▸ AVAILABLE RECORDS
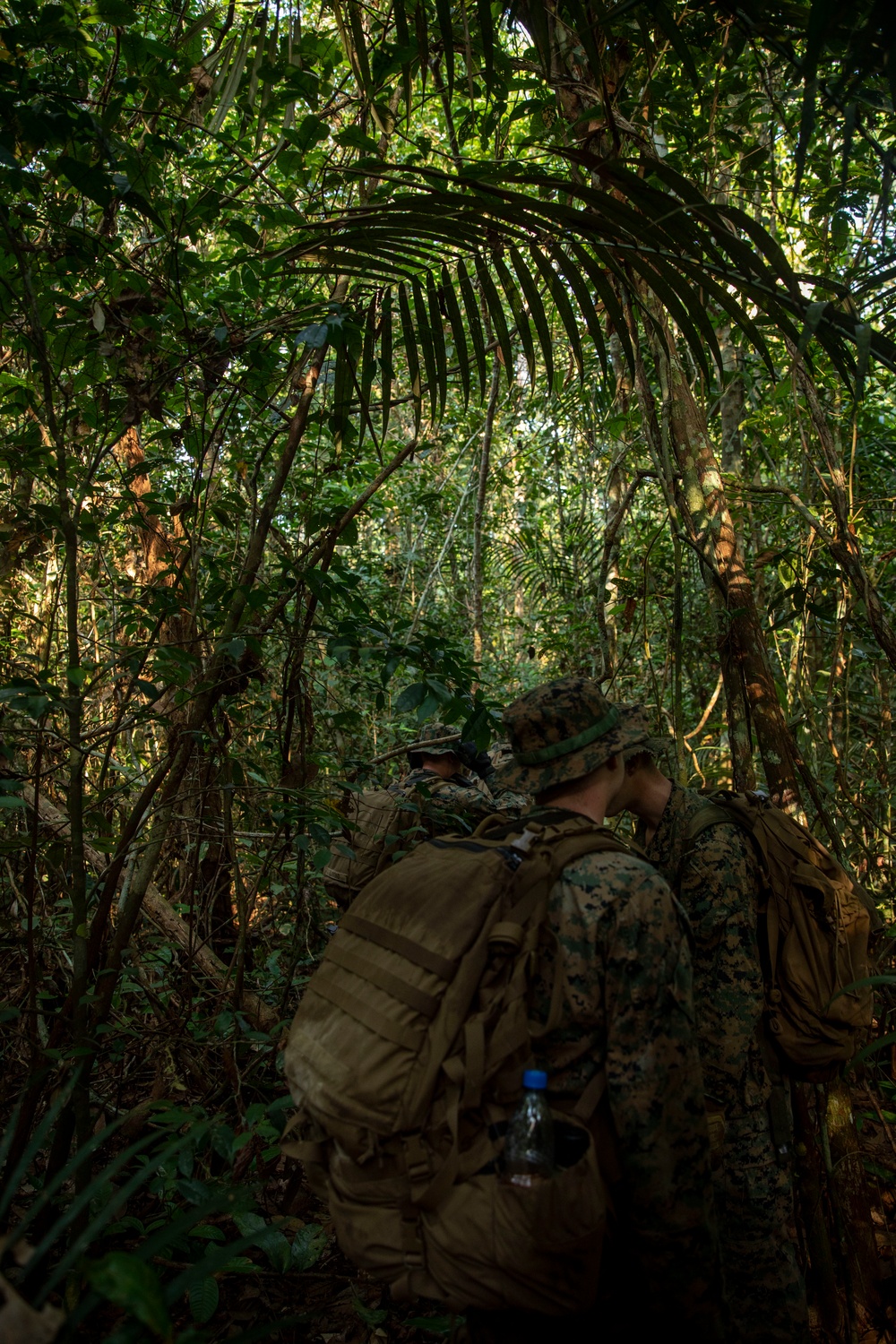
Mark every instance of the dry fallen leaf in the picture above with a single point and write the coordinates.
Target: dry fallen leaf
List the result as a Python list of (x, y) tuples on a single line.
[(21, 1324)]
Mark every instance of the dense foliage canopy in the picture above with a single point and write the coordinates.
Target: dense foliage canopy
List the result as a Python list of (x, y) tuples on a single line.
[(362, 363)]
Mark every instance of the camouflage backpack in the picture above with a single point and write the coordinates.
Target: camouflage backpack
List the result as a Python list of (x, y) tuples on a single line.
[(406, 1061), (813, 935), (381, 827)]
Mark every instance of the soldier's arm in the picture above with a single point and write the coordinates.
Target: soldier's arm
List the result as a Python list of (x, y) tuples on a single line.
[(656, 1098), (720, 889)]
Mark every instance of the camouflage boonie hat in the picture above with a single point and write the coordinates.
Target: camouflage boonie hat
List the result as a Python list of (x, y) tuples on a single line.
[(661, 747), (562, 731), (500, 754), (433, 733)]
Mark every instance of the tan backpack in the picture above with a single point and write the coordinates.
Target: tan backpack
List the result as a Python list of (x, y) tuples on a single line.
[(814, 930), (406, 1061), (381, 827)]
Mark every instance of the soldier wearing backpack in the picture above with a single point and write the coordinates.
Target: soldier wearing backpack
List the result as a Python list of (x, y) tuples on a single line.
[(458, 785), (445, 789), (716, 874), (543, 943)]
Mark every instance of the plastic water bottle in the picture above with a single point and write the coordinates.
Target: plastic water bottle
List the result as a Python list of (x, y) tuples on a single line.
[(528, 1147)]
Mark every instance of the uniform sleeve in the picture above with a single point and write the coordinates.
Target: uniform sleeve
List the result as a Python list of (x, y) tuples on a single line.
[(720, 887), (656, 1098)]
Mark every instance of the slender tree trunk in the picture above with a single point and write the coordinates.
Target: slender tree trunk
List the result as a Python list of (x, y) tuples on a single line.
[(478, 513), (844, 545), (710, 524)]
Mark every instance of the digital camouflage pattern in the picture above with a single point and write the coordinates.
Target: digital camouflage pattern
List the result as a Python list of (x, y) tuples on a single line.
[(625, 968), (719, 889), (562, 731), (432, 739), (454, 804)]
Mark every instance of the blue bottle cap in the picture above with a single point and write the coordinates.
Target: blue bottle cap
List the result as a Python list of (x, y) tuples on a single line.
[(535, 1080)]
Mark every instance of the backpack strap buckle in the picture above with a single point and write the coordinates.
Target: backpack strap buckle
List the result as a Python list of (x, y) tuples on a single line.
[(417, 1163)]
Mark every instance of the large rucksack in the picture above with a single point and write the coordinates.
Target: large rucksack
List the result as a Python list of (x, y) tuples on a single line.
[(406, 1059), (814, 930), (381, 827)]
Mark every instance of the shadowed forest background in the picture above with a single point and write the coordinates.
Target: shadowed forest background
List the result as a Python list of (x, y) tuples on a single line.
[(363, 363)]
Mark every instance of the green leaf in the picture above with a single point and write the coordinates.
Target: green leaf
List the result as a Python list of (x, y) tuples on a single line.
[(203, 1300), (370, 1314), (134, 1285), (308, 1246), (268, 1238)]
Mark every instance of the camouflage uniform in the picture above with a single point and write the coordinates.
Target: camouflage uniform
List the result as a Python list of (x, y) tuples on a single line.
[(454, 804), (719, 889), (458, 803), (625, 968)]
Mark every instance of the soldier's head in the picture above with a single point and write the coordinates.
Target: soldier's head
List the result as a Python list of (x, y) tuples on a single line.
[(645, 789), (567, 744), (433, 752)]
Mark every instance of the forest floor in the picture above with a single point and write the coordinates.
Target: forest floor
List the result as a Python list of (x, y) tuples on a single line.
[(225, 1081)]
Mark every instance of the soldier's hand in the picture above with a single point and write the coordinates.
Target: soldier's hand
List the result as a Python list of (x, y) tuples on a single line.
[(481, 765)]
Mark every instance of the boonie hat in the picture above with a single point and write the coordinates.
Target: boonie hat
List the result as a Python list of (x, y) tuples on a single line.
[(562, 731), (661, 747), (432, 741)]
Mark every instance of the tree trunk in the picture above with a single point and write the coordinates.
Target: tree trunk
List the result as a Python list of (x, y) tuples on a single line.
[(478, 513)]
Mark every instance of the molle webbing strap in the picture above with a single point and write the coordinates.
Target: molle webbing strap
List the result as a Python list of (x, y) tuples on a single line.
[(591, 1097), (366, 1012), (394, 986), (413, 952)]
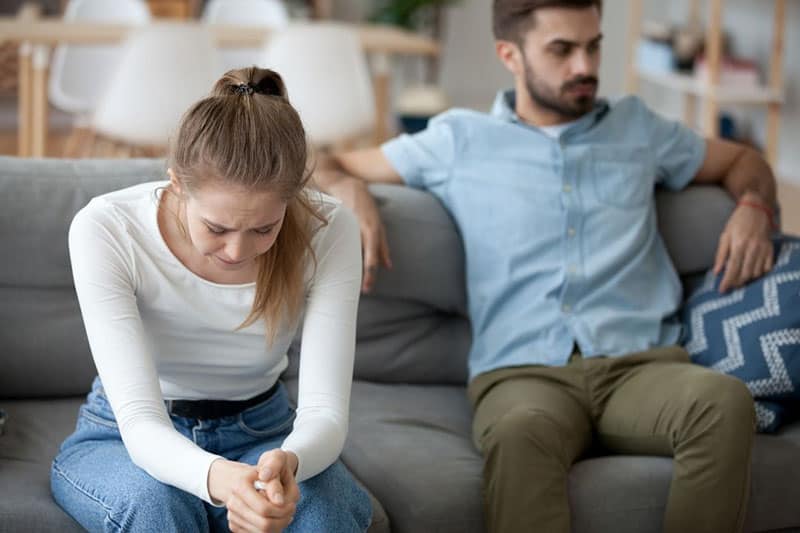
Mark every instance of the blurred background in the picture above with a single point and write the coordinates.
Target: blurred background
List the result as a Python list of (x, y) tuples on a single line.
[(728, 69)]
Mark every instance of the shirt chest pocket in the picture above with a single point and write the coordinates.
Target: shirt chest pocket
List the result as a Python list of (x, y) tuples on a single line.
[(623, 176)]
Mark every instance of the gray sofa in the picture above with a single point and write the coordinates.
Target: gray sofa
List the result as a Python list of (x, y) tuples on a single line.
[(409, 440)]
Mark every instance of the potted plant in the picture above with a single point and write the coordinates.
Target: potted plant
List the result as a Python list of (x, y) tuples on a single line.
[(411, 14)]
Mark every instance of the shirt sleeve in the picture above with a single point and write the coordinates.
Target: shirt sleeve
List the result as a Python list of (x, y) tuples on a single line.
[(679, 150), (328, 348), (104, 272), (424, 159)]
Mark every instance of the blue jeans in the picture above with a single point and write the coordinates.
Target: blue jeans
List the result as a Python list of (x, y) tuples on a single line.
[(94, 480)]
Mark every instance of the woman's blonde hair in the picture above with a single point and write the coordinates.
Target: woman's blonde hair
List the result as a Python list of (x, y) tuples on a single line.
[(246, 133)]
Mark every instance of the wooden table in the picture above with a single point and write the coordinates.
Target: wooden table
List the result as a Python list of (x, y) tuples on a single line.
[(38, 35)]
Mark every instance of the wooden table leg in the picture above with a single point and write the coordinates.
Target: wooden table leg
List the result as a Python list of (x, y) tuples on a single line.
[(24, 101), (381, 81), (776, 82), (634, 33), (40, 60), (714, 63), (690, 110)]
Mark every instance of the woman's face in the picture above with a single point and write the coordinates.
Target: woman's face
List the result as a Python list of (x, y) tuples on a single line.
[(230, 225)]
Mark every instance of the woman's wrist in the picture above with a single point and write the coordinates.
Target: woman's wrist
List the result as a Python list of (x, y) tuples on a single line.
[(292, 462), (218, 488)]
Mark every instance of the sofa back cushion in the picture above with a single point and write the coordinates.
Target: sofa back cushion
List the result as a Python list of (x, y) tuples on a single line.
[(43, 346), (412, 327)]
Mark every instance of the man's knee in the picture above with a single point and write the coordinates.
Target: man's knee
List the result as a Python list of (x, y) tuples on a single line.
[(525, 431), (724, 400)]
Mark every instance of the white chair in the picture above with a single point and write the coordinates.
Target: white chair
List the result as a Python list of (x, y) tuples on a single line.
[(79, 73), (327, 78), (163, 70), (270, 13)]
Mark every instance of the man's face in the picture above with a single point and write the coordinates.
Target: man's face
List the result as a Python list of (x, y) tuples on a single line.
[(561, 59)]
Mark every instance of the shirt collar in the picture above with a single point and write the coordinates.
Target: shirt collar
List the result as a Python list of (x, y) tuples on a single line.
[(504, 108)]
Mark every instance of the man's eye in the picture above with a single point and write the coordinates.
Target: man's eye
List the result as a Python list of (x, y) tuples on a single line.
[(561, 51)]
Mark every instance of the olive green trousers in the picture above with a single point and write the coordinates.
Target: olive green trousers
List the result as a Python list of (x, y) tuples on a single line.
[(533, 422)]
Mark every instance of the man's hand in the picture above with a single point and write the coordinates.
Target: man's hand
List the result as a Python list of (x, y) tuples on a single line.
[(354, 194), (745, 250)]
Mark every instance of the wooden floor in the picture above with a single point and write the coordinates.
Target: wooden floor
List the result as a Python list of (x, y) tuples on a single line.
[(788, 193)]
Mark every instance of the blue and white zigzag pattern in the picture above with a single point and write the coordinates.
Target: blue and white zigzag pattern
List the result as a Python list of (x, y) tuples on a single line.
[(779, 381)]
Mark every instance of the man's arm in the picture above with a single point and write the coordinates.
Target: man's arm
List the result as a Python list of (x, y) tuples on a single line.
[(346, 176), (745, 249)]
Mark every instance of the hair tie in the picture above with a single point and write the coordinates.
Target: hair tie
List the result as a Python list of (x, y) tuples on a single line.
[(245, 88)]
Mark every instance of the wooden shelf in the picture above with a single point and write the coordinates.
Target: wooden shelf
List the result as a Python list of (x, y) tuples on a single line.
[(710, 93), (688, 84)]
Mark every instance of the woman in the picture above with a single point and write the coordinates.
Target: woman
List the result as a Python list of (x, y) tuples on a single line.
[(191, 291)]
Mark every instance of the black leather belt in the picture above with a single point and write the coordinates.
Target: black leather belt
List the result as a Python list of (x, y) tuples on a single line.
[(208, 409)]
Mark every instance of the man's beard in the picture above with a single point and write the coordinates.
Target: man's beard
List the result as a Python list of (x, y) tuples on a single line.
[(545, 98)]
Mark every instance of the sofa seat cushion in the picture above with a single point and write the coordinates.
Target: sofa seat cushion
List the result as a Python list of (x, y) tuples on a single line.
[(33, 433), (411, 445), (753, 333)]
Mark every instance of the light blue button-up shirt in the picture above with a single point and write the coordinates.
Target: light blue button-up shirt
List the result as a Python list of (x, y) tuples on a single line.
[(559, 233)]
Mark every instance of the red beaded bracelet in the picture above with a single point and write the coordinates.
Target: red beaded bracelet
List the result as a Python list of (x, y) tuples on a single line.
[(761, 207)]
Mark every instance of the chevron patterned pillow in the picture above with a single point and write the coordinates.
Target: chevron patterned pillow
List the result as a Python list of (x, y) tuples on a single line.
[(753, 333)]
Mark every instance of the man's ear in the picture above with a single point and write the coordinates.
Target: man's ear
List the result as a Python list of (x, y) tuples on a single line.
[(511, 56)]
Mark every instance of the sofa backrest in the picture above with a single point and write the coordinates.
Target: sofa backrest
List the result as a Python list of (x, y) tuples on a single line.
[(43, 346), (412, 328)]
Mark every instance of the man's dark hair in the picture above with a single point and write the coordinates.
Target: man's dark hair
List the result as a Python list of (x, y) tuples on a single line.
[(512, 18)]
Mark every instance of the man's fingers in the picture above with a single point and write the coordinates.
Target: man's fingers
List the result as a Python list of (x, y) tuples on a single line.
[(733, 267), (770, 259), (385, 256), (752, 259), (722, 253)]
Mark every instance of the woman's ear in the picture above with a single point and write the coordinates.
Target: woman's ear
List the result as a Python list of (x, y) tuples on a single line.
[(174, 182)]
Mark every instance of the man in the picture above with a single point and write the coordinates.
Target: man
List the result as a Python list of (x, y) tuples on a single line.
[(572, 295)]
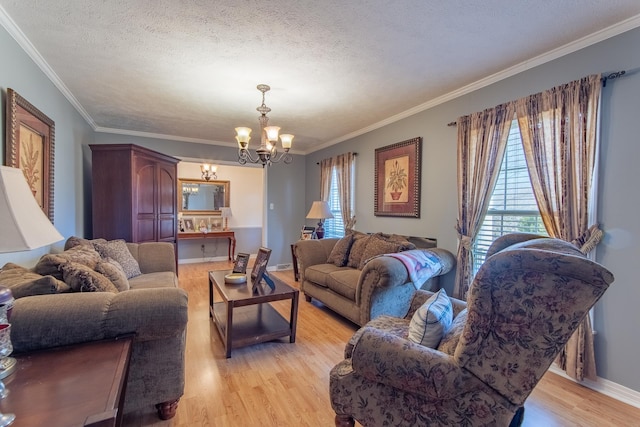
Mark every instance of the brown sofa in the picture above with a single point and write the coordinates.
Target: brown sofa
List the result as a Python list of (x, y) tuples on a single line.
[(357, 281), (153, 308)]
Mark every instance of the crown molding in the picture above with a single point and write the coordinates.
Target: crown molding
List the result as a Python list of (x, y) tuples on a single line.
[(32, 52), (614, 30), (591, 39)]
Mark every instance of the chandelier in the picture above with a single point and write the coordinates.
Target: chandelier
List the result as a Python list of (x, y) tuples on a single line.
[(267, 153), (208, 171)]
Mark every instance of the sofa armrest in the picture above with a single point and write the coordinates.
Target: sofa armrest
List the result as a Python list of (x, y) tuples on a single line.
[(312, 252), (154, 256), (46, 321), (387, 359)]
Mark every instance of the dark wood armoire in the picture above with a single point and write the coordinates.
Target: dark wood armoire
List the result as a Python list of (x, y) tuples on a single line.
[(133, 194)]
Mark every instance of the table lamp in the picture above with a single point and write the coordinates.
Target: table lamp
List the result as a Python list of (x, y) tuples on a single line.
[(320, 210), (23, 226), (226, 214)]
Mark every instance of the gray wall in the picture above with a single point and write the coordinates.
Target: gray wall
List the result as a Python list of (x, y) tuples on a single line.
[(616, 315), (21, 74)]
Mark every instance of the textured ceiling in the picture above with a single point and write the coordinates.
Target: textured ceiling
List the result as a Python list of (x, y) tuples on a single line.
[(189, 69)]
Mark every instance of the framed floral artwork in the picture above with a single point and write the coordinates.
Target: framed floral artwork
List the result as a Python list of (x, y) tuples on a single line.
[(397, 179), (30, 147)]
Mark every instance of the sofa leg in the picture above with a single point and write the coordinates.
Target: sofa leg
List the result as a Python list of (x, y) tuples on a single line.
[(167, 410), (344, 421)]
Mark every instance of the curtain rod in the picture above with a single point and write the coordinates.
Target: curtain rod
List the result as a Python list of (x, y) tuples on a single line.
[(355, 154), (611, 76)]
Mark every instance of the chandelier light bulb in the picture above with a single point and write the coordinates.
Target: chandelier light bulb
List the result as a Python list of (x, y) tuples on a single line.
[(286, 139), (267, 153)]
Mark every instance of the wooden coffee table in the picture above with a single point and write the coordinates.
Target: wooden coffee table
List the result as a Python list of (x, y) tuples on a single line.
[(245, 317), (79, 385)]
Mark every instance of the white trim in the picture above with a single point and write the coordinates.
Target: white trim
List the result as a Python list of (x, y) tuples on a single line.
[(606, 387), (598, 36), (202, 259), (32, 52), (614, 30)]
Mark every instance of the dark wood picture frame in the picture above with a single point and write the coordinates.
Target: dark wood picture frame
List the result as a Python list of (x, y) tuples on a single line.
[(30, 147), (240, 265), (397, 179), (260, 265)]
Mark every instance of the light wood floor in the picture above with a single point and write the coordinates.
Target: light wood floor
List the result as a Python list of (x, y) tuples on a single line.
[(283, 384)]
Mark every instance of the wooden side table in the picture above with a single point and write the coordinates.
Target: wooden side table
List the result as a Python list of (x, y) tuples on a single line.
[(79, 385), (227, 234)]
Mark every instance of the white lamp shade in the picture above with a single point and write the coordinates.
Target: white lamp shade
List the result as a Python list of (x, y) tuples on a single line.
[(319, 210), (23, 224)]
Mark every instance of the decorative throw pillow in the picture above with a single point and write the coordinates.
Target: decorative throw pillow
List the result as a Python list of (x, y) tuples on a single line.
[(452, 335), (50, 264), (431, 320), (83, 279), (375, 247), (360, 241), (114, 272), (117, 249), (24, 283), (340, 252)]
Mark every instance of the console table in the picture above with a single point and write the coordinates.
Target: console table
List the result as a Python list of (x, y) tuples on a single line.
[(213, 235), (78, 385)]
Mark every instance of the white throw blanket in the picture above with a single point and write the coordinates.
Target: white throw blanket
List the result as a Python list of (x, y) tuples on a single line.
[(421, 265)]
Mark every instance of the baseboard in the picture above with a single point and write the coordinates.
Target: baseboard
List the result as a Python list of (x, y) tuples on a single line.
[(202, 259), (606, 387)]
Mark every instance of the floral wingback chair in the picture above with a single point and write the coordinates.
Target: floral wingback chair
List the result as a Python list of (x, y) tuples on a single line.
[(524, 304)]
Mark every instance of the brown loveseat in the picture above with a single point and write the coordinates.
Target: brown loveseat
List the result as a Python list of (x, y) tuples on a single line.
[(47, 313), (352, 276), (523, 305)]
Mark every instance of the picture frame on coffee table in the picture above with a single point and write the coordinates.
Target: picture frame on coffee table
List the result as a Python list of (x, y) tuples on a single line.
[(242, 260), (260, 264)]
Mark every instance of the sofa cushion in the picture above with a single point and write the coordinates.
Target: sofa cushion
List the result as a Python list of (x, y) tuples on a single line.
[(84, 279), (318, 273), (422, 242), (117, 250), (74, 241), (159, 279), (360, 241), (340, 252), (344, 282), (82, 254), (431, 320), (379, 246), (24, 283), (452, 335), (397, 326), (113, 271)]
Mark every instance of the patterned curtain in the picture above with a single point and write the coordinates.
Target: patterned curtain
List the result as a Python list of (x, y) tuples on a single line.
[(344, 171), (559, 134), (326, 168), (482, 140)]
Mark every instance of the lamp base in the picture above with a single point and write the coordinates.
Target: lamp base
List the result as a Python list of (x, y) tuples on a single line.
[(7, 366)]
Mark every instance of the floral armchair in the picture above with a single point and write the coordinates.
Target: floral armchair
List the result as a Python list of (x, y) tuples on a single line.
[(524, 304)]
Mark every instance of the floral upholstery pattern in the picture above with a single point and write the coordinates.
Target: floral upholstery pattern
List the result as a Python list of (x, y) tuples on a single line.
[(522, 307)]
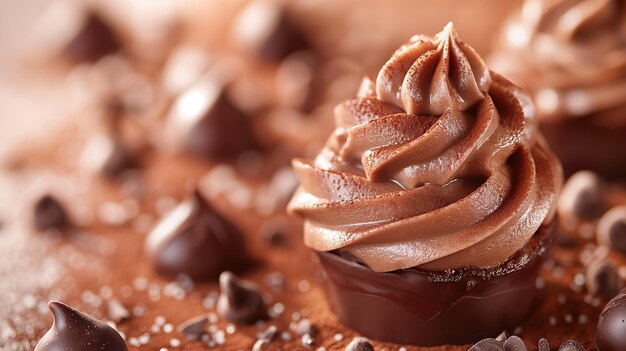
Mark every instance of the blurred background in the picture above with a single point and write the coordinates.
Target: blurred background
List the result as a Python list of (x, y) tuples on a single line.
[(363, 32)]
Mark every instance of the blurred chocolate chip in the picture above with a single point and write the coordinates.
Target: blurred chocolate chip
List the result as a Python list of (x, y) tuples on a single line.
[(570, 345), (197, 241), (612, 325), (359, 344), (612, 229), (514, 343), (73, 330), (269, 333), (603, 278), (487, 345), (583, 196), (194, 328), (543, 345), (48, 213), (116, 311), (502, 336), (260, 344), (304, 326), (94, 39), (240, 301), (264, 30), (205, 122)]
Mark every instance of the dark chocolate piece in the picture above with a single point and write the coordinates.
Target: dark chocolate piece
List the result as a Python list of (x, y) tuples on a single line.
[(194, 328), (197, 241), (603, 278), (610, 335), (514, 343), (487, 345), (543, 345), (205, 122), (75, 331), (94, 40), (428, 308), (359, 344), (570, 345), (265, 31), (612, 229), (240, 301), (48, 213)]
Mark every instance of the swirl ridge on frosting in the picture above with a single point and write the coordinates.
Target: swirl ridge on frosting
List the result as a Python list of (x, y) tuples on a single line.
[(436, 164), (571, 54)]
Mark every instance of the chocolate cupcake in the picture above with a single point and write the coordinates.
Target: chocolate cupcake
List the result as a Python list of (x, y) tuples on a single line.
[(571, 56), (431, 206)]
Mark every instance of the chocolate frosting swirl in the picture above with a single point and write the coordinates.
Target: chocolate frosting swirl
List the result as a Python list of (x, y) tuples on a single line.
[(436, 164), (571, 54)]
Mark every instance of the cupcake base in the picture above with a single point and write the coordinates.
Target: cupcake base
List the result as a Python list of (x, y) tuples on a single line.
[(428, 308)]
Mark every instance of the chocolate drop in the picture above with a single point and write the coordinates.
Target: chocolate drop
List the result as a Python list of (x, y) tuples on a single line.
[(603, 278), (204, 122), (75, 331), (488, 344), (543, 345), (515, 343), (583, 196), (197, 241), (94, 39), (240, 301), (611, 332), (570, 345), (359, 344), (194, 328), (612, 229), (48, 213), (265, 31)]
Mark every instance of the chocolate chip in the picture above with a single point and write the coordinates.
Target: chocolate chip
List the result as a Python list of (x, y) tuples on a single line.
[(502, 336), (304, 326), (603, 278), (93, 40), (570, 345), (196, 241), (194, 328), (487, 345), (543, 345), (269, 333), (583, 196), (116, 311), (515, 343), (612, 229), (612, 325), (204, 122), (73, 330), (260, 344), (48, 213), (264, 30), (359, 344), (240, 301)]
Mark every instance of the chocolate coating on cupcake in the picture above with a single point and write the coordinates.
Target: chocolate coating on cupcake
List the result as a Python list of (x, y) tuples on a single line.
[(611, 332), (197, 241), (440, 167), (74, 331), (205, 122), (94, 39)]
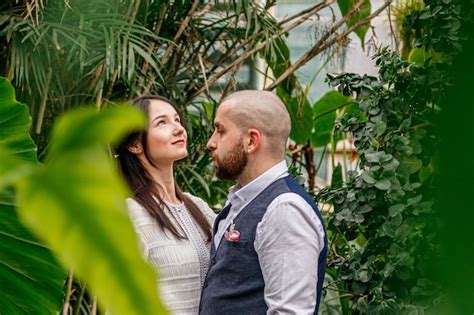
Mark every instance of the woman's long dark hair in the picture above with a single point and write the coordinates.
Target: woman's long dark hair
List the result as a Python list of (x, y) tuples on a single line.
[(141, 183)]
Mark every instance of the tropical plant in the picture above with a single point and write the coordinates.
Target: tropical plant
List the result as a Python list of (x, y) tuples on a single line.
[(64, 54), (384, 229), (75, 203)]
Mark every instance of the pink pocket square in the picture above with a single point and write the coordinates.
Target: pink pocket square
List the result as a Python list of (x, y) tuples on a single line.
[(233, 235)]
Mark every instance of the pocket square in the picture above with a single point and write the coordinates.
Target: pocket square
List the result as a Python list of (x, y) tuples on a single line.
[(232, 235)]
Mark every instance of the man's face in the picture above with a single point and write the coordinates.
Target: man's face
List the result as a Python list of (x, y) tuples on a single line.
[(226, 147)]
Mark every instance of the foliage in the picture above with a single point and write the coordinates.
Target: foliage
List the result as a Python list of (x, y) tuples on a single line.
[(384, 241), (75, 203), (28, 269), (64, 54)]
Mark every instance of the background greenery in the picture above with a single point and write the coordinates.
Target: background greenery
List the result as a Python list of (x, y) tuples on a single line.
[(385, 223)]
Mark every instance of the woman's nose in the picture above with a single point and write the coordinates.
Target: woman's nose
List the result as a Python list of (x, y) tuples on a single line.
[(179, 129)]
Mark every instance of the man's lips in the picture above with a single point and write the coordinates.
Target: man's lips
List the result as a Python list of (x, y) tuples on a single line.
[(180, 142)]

▸ REQUIREMENT
Recast the listing from its start through the line with "[(362, 363)]" as a two-column CSV with the columns input and output. Make one row for each "Mark every instance" text together with the coordinates that answer it. Put each field in quotes, turn line breaks into spaces, and leave out the pictures.

▸ ANSWER TO THE TASK
input,output
"Mark every instance of the dry fallen leaf in the picture above with a single point and write the coordinates. Target: dry fallen leaf List the result as a Python list of (x, y) tuples on a single line.","[(21, 1324)]"
"Mark every instance of the dense foliage canopy in the picture above with a single point and write the coordinates. Target: dense foliage canopy List the result as a Python list of (x, y) tuples on a single line.","[(362, 363)]"